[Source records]
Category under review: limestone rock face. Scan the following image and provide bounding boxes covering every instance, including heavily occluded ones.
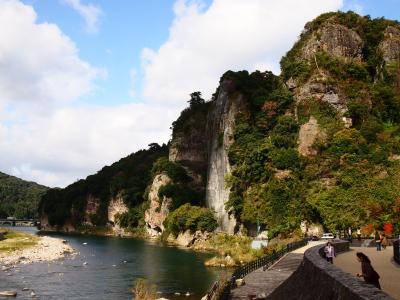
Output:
[169,230,211,247]
[294,70,348,115]
[206,80,247,233]
[298,116,326,156]
[379,26,400,62]
[144,173,172,237]
[302,22,363,60]
[83,194,100,225]
[321,24,363,59]
[107,195,128,224]
[40,213,75,232]
[169,104,207,191]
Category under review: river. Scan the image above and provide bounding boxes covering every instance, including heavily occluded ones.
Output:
[0,227,225,300]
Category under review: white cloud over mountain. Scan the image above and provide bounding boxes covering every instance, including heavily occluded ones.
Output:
[142,0,343,104]
[0,0,342,186]
[63,0,103,33]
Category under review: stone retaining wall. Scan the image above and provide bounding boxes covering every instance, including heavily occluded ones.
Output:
[267,241,393,300]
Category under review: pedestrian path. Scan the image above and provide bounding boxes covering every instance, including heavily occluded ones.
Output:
[230,241,324,300]
[334,247,400,300]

**Prompt:** Copy the source records above with "heavily occluded" changed to "partly hidden" everywhere and nothing else altered, omitting the picture.

**Task output:**
Category under review: limestone rock face. Scan the following image and provide bounding boxes covering every instance, including partly hidden ones.
Output:
[169,230,211,247]
[294,70,348,115]
[206,80,247,233]
[298,116,326,156]
[379,26,400,62]
[144,173,172,237]
[302,22,363,60]
[83,194,100,225]
[321,24,363,59]
[107,195,128,224]
[40,213,75,232]
[169,104,207,191]
Category under review: river. Scan the image above and provide bounding boxes covering every instance, including partly hidden ones.
Output:
[0,227,225,300]
Category under review: white cloud over mountain. Scan the image above and provide bounding boxes covering every instance, including partly hidden ones.
Output:
[142,0,343,104]
[0,0,342,186]
[63,0,103,33]
Category under review: stone retaining wall. Scan the image above and provide bounding boxes covering every instance, including partly hidden ones.
Output:
[267,241,393,300]
Category under review: pedestrian path. Scan the image above and provide bounding boxes covering every instance, including partly hidden ones.
Output:
[230,241,324,300]
[334,247,400,300]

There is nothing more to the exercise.